[Region annotation entries]
start

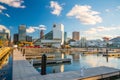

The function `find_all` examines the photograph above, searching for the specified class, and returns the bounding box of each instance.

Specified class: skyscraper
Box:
[13,33,18,44]
[53,24,64,45]
[18,25,26,41]
[40,30,44,39]
[72,31,80,41]
[64,32,67,43]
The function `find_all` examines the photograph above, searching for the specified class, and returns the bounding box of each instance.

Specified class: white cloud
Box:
[26,25,46,33]
[5,13,10,17]
[26,27,35,33]
[67,5,102,25]
[105,9,110,12]
[0,0,25,8]
[85,26,120,34]
[116,6,120,11]
[0,5,6,13]
[50,1,62,16]
[39,25,46,30]
[0,25,9,31]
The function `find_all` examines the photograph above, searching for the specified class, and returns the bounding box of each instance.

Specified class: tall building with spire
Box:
[18,25,26,41]
[72,31,80,41]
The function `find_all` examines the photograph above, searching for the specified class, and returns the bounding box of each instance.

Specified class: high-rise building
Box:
[0,29,10,47]
[13,33,18,44]
[40,30,44,39]
[72,31,80,41]
[26,35,32,42]
[53,24,64,45]
[18,25,26,41]
[64,32,67,43]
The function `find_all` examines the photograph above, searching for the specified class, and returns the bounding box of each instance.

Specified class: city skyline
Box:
[0,0,120,39]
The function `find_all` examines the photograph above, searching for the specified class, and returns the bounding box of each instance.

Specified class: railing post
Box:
[41,54,47,75]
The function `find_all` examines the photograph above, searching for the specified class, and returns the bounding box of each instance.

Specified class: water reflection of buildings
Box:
[52,52,80,73]
[0,54,9,69]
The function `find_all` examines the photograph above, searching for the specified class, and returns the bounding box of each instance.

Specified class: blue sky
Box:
[0,0,120,39]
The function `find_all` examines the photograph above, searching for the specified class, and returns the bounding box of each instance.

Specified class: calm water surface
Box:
[36,52,120,74]
[0,52,12,80]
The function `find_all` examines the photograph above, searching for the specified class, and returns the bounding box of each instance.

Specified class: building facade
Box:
[18,25,26,41]
[72,31,80,41]
[26,35,32,42]
[53,24,64,45]
[13,33,18,44]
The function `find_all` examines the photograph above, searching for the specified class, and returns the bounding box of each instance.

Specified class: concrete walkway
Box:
[13,49,40,80]
[13,50,120,80]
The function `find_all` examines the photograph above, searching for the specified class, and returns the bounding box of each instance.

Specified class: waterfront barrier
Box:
[33,58,71,66]
[0,47,11,60]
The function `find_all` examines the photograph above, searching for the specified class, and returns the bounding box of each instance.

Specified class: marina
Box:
[13,50,120,80]
[32,58,71,66]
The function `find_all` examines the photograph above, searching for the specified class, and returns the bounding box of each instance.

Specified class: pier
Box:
[13,50,120,80]
[33,58,71,66]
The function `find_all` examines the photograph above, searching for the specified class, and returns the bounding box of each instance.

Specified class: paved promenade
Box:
[13,50,120,80]
[13,50,40,80]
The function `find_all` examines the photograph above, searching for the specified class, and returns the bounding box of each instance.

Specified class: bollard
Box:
[41,54,47,75]
[23,49,25,56]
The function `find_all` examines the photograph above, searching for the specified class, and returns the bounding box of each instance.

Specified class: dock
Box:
[13,50,120,80]
[0,47,11,60]
[103,53,120,57]
[33,58,71,66]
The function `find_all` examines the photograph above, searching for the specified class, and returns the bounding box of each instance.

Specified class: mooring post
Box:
[23,49,25,56]
[41,54,47,75]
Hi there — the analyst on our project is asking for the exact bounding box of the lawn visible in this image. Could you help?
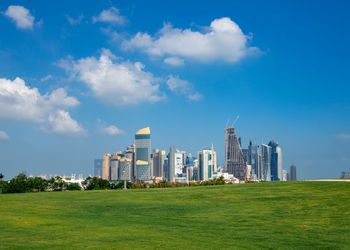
[0,182,350,249]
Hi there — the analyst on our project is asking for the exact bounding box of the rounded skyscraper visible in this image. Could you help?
[135,127,151,180]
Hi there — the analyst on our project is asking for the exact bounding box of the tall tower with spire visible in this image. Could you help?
[225,126,247,180]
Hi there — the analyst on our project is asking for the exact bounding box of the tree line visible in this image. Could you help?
[0,173,232,193]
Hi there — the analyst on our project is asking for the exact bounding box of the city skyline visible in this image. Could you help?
[0,1,350,179]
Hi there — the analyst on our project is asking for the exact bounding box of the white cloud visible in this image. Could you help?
[49,109,85,134]
[4,5,34,29]
[40,74,52,82]
[166,75,203,101]
[122,17,259,62]
[58,49,164,106]
[101,125,124,135]
[0,130,10,140]
[66,15,84,25]
[0,77,83,133]
[97,119,125,135]
[92,7,126,25]
[335,134,350,140]
[164,56,185,66]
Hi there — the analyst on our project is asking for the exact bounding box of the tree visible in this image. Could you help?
[82,176,111,190]
[67,183,81,190]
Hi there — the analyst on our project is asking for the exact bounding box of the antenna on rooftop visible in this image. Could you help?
[231,115,239,127]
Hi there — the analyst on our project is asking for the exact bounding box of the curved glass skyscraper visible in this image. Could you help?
[135,127,151,180]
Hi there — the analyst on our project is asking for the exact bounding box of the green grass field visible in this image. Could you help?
[0,182,350,249]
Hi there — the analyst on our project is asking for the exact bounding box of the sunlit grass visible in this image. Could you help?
[0,182,350,249]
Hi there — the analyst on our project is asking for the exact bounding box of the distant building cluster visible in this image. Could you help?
[94,127,235,182]
[94,127,296,182]
[224,123,296,181]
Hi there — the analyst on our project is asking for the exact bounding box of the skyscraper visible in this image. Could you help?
[135,127,151,181]
[125,144,136,179]
[102,154,111,181]
[247,141,261,180]
[136,160,151,181]
[289,165,297,181]
[198,149,216,181]
[225,127,247,180]
[118,158,132,181]
[268,140,282,181]
[167,145,184,182]
[261,144,271,181]
[153,150,166,177]
[94,159,103,178]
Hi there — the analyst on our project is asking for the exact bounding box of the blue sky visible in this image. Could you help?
[0,1,350,179]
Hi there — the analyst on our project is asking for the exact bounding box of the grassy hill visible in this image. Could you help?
[0,182,350,249]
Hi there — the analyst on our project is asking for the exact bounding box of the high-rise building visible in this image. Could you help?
[118,158,132,181]
[125,144,136,179]
[198,149,216,181]
[94,159,103,178]
[168,145,186,182]
[260,144,271,181]
[247,141,261,180]
[135,127,151,181]
[102,154,111,181]
[153,150,166,177]
[136,160,151,181]
[268,140,282,181]
[282,169,288,181]
[242,148,250,165]
[225,127,247,180]
[109,156,120,181]
[289,165,297,181]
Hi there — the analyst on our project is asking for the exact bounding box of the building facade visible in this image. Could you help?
[225,127,247,180]
[94,159,103,178]
[136,160,151,181]
[268,140,282,181]
[152,150,166,177]
[102,153,111,181]
[198,149,216,181]
[260,144,271,181]
[118,158,132,181]
[289,165,297,181]
[135,127,152,180]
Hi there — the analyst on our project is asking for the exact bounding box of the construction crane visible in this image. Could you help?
[231,115,239,127]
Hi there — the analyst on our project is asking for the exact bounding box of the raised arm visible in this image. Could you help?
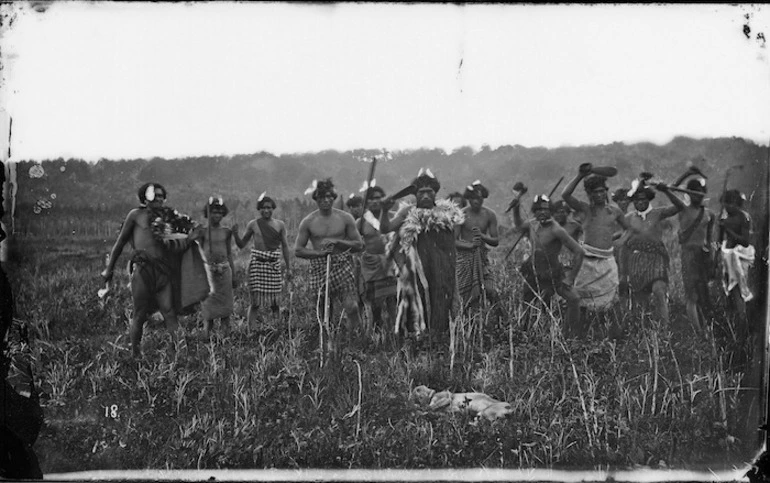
[233,222,254,248]
[102,210,137,282]
[556,229,585,286]
[281,222,291,278]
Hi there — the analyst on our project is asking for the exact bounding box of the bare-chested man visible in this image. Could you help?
[102,183,179,357]
[561,163,626,316]
[188,197,235,338]
[674,168,716,335]
[294,179,364,340]
[455,181,500,308]
[512,195,585,337]
[717,189,756,331]
[354,186,396,329]
[625,183,684,324]
[233,193,291,327]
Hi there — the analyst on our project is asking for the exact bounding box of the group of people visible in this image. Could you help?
[102,163,753,355]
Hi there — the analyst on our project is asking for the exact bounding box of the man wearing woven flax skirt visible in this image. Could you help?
[359,186,397,332]
[455,180,500,317]
[625,181,685,324]
[188,197,235,338]
[101,183,179,357]
[561,163,626,336]
[233,193,291,328]
[380,169,465,342]
[294,179,363,342]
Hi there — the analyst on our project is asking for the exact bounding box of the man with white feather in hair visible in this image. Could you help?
[380,169,465,341]
[232,192,291,327]
[625,173,684,324]
[294,178,363,342]
[455,180,500,314]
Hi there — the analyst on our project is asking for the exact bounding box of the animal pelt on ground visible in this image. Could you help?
[412,386,513,421]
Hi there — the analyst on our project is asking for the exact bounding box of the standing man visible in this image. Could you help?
[455,180,499,313]
[102,183,179,358]
[625,182,685,325]
[188,197,236,338]
[233,193,291,327]
[294,178,363,341]
[380,169,465,339]
[512,195,585,337]
[357,186,397,329]
[675,178,716,334]
[561,163,626,318]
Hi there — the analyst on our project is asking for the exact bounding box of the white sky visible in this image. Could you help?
[0,2,770,161]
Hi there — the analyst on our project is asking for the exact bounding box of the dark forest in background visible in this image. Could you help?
[9,137,768,244]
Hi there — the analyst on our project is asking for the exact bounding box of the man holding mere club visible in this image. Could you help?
[294,178,363,346]
[380,169,465,342]
[625,173,685,324]
[561,163,627,326]
[455,180,500,314]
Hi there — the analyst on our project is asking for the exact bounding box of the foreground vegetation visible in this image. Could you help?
[9,234,760,473]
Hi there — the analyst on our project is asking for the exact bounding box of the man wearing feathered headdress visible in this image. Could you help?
[561,163,626,324]
[188,196,235,337]
[380,169,465,339]
[625,176,684,324]
[102,183,179,357]
[674,166,716,334]
[455,180,499,314]
[233,192,291,327]
[294,178,363,340]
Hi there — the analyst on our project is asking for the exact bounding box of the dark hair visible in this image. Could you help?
[412,174,441,193]
[583,174,608,193]
[446,191,468,208]
[463,184,489,199]
[366,186,385,198]
[136,183,168,204]
[313,178,337,200]
[345,195,364,208]
[203,199,230,218]
[719,190,743,208]
[257,196,277,210]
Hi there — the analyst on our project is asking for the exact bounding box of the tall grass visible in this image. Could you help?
[4,233,758,472]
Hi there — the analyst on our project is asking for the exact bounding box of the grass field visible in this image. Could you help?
[7,231,766,473]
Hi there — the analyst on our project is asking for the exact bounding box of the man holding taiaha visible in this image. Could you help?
[380,169,465,340]
[674,167,716,335]
[102,183,184,357]
[232,193,291,327]
[294,179,363,340]
[511,195,585,337]
[561,163,626,320]
[455,180,499,313]
[625,180,685,324]
[357,180,397,329]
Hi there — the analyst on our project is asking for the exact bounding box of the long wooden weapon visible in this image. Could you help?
[358,156,377,233]
[503,176,564,262]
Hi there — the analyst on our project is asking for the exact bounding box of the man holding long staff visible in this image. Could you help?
[294,179,363,352]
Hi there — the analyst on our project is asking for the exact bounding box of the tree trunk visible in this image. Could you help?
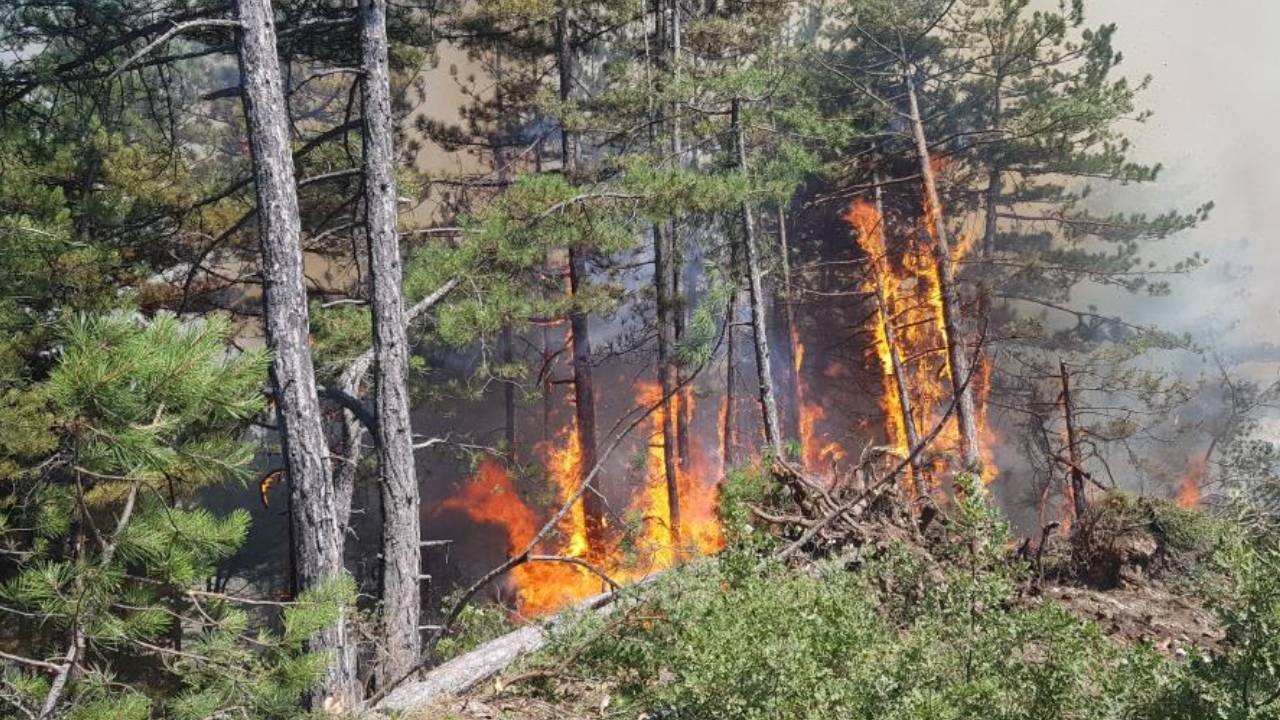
[774,202,804,436]
[236,0,360,710]
[902,72,982,471]
[360,0,422,679]
[653,223,681,541]
[721,242,739,478]
[731,97,782,457]
[668,0,692,471]
[876,174,928,497]
[556,0,605,553]
[1057,360,1089,520]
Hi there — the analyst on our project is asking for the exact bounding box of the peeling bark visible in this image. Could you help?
[360,0,422,679]
[236,0,360,710]
[731,97,783,457]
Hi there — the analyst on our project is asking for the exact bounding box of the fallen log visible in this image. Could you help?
[374,573,650,714]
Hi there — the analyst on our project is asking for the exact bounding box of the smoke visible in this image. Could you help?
[1054,0,1280,353]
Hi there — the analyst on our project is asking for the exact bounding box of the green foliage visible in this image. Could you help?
[0,313,355,719]
[558,479,1171,719]
[435,596,512,660]
[1158,533,1280,720]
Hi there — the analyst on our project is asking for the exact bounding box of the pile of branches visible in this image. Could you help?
[749,446,937,559]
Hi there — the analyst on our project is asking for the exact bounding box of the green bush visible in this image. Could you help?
[558,483,1174,720]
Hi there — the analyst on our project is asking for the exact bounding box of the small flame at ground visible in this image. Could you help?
[439,384,724,616]
[845,197,996,491]
[1174,456,1208,510]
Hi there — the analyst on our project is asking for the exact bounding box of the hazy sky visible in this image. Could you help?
[1070,0,1280,345]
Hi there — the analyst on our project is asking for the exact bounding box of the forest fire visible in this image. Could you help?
[439,383,723,616]
[791,324,845,483]
[1174,456,1208,510]
[845,197,996,492]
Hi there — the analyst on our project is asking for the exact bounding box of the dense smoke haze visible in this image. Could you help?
[1064,0,1280,353]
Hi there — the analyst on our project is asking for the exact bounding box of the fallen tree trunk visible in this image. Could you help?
[374,574,650,714]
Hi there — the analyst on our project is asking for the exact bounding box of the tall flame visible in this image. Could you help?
[845,197,996,484]
[439,383,724,615]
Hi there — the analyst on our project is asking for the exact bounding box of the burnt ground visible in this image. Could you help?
[394,496,1222,720]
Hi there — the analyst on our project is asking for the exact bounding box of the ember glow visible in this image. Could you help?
[440,384,723,616]
[845,197,996,492]
[1174,456,1208,510]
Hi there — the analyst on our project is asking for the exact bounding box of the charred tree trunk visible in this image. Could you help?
[360,0,422,679]
[669,0,691,471]
[556,1,604,553]
[876,174,928,497]
[1057,360,1089,520]
[236,0,360,710]
[721,242,739,478]
[731,97,782,457]
[902,70,982,471]
[653,224,681,541]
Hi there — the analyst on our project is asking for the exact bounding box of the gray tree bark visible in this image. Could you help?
[360,0,422,679]
[653,223,681,542]
[556,0,605,553]
[236,0,360,710]
[1057,359,1089,520]
[731,97,783,457]
[902,70,982,471]
[876,173,928,497]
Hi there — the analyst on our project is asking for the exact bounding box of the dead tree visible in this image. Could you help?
[1057,360,1089,519]
[360,0,422,678]
[649,3,681,542]
[556,0,604,552]
[730,97,782,457]
[902,67,982,470]
[236,0,360,708]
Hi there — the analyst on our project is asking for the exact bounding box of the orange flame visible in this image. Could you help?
[1174,456,1208,510]
[845,193,996,482]
[791,311,845,480]
[439,384,724,616]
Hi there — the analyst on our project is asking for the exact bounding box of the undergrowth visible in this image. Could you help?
[514,475,1280,720]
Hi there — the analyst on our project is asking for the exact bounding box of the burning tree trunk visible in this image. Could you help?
[556,1,604,552]
[719,242,739,477]
[902,70,982,471]
[873,174,928,496]
[236,0,361,710]
[653,224,681,538]
[1057,360,1089,519]
[360,0,422,679]
[731,97,782,457]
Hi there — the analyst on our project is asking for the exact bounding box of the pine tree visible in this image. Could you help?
[0,313,351,717]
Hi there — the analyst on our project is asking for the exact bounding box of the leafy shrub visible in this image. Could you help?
[558,477,1172,720]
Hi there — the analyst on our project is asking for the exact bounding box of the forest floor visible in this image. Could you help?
[403,484,1224,720]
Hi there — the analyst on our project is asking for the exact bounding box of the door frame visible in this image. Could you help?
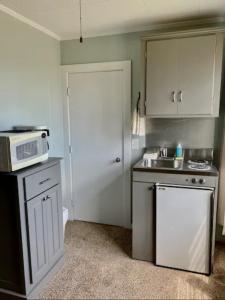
[61,61,132,228]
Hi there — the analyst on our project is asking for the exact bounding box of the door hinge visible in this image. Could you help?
[66,87,70,97]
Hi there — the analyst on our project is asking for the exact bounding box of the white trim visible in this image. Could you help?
[0,4,61,41]
[62,61,131,228]
[61,17,225,41]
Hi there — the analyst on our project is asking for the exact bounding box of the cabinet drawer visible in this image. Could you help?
[24,164,60,200]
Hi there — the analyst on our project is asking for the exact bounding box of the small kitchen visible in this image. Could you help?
[0,0,225,300]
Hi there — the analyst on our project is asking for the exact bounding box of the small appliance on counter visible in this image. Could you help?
[0,126,49,172]
[132,149,218,275]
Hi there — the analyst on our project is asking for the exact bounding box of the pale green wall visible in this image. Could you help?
[61,28,221,162]
[0,12,64,156]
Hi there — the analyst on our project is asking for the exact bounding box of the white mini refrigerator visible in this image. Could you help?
[156,184,214,274]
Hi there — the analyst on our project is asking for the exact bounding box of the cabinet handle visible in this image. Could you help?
[172,91,176,103]
[39,178,50,185]
[178,91,183,103]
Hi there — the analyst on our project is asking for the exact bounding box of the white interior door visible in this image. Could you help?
[68,63,130,226]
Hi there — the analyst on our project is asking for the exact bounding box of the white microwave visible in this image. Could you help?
[0,131,48,172]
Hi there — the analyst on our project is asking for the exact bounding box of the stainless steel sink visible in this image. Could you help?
[149,158,182,169]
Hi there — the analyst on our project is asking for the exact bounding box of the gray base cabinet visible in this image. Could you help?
[0,158,63,299]
[132,182,155,261]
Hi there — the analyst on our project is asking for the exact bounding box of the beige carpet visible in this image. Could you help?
[40,222,225,299]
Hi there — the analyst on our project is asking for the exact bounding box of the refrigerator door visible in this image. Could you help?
[156,185,213,274]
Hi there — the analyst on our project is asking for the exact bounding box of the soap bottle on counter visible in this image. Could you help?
[176,143,183,158]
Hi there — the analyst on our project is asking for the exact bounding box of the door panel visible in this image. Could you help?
[132,182,155,261]
[45,186,63,266]
[146,39,178,115]
[178,35,216,115]
[69,71,124,225]
[27,195,48,283]
[156,187,212,274]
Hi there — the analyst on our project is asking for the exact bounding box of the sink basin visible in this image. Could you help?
[150,159,182,169]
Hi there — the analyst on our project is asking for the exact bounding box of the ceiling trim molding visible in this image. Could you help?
[0,4,61,41]
[61,16,225,41]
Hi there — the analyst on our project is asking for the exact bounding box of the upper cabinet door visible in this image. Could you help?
[177,35,216,115]
[146,39,178,115]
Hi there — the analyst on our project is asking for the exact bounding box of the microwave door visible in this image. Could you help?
[10,136,48,171]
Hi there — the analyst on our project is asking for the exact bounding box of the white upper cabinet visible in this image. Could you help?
[146,34,223,117]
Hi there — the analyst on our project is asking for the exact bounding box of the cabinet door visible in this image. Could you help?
[132,182,155,261]
[27,195,48,283]
[45,185,63,266]
[178,35,216,115]
[146,39,178,116]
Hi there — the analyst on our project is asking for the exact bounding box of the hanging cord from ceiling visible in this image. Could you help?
[79,0,83,43]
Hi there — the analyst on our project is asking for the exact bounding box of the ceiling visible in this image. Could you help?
[0,0,225,39]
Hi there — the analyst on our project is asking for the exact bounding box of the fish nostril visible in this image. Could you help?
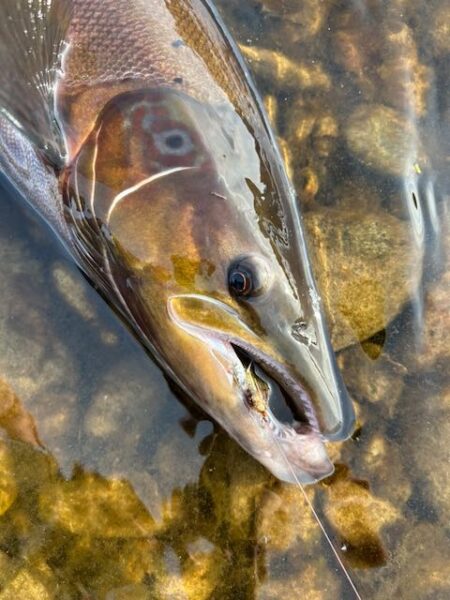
[291,319,311,346]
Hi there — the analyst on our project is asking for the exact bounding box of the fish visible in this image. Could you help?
[0,0,354,484]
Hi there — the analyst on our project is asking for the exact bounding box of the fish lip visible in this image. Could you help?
[227,338,324,439]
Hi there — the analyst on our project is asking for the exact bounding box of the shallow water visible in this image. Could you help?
[0,0,450,600]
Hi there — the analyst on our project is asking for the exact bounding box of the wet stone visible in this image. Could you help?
[304,206,422,350]
[39,472,155,538]
[0,441,18,516]
[322,468,401,567]
[402,390,450,529]
[240,45,331,90]
[373,523,450,600]
[345,104,424,177]
[338,346,407,417]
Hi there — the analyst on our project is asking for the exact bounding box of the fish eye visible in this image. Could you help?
[153,128,194,156]
[228,257,267,298]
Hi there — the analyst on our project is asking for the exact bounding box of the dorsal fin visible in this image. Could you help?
[0,0,72,162]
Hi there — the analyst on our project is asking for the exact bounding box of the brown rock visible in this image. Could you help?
[39,472,155,538]
[304,207,422,350]
[345,104,425,177]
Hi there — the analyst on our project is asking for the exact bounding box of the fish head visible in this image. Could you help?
[64,88,352,483]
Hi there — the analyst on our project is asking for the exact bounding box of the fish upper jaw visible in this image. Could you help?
[168,301,334,484]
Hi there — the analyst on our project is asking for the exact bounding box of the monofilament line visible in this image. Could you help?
[273,437,362,600]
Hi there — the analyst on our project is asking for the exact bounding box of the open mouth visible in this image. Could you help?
[230,340,321,438]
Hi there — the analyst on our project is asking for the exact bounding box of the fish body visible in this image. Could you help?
[0,0,353,483]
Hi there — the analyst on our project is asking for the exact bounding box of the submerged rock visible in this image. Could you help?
[39,472,156,538]
[345,104,424,177]
[304,206,422,350]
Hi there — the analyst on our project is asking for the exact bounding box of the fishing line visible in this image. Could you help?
[273,437,362,600]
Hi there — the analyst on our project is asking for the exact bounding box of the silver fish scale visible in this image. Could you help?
[64,0,225,102]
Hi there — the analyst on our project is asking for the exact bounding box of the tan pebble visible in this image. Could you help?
[39,473,155,538]
[240,45,331,90]
[345,104,425,176]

end

• _Task description_:
Report each line in the entries above that contains the string "skyline", copying every such line in full.

• _The result_:
Specified class: city skyline
Hi there — the analyst on our project is asking for the exact bounding box of the city skyline visible in this image. Could you help?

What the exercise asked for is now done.